◆ Records for the task

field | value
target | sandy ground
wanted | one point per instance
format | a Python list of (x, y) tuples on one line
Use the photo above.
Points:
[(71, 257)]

◆ Written request
Reproduce every line of the records above verbatim, preserving their order and wording.

◆ Exercise output
field | value
target | sandy ground
wanted | one point per instance
format | a Python list of (x, y) tuples on one line
Use the photo above.
Points:
[(71, 257)]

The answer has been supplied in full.